> _ASSIGNMENT_
The expected reply is all of the data, returned exactly.

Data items
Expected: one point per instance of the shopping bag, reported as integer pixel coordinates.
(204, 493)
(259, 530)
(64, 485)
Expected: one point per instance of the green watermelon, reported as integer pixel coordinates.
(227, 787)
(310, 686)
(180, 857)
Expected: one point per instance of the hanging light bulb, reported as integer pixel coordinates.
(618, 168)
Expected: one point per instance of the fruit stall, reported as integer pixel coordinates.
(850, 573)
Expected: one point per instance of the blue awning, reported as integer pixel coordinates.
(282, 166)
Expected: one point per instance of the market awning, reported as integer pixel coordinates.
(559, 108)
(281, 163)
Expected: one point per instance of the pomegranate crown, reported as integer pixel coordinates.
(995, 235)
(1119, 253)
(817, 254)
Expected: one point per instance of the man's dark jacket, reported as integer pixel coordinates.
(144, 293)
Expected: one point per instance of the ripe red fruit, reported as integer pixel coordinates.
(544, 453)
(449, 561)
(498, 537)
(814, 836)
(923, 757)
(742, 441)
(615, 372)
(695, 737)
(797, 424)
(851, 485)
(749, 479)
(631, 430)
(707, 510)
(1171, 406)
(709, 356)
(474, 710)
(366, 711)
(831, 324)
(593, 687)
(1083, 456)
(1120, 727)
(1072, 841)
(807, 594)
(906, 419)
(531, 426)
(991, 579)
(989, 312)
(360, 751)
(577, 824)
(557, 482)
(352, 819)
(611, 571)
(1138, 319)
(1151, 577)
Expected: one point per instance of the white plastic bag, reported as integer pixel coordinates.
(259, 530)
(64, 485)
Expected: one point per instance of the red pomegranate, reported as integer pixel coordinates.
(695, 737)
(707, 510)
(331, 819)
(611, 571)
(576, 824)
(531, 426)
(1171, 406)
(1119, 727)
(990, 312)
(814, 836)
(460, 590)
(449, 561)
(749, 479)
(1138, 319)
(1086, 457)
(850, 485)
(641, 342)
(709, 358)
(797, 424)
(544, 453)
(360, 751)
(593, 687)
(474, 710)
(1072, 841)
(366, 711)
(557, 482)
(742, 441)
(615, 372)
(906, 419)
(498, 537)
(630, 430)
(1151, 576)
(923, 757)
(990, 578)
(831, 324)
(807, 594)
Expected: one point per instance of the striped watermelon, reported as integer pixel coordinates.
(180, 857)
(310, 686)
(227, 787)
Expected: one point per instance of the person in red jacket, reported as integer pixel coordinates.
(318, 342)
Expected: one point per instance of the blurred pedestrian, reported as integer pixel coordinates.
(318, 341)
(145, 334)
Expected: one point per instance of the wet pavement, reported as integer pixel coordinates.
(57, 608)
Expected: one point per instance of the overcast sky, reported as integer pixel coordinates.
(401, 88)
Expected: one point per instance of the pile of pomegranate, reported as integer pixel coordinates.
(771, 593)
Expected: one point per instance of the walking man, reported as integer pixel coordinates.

> _SOLUTION TO THIS PROBLEM_
Expected: one point per instance of the shopping bag, reported as integer pixel coordinates.
(204, 493)
(259, 530)
(64, 485)
Expected: one point per instance of the green watermelon, reported as integer pixel coordinates.
(227, 787)
(310, 686)
(180, 857)
Expected: one point per instance of the hanging light bulb, reported as integer pixel coordinates.
(618, 168)
Expected: one point per instance of the fruit stall, reported as integer pixel coordinates.
(850, 573)
Expected: one point per instance of the blue awning, reported as integer pixel coordinates.
(282, 166)
Expected: one point per instance of the market awning, reported as integer pixel coordinates.
(559, 108)
(281, 163)
Expected: one point per instance of the pomegranate crown, reported as integer pixel coordinates.
(995, 235)
(1119, 253)
(817, 254)
Expected: one point per instance of the man's dark jacket, reported as integer pixel coordinates.
(144, 293)
Expected: one point per instance of the ripe red fruit, reported as integer pixel coordinates.
(544, 453)
(449, 561)
(498, 537)
(814, 836)
(923, 757)
(742, 441)
(615, 372)
(695, 737)
(797, 424)
(851, 485)
(749, 479)
(631, 430)
(707, 510)
(1171, 406)
(709, 356)
(474, 710)
(366, 711)
(831, 324)
(593, 687)
(1083, 456)
(1120, 727)
(1072, 841)
(807, 594)
(906, 419)
(531, 426)
(991, 579)
(989, 312)
(360, 751)
(577, 824)
(557, 482)
(352, 819)
(611, 571)
(1138, 319)
(1151, 577)
Expected: one point per instance of the white plastic bag, reported as integer pixel coordinates.
(259, 530)
(64, 485)
Expected: one point per instance of the red pomegranate, reported as integer pixel coordinates.
(695, 737)
(707, 510)
(331, 819)
(611, 571)
(576, 824)
(531, 426)
(1171, 406)
(1119, 727)
(990, 312)
(814, 836)
(460, 590)
(449, 561)
(749, 479)
(1138, 319)
(1086, 457)
(850, 485)
(641, 342)
(709, 358)
(797, 424)
(544, 453)
(360, 751)
(593, 687)
(474, 710)
(1072, 841)
(366, 711)
(557, 482)
(742, 441)
(615, 372)
(906, 419)
(498, 537)
(630, 430)
(1151, 576)
(923, 757)
(990, 578)
(831, 324)
(807, 594)
Expected: one point per instance of the striped watermelon, reported as integer pixel coordinates.
(180, 857)
(310, 686)
(227, 787)
Expected: one point per instance of the person in red jacket, reported as integer pixel coordinates.
(318, 342)
Expected: one point per instance of the blurred pedestrian, reported as integer pixel coordinates.
(318, 341)
(145, 334)
Expected: one point per instance of the wet pavement, reported as integer pixel coordinates.
(57, 608)
Expected: one point per instance of the overcast sky, reported as integer pixel coordinates.
(401, 88)
Expected: one point per instance of the pile of pomegranate, reported as integer pixel coordinates.
(771, 593)
Expected: one point per instance of the walking man, reported as integer pixel coordinates.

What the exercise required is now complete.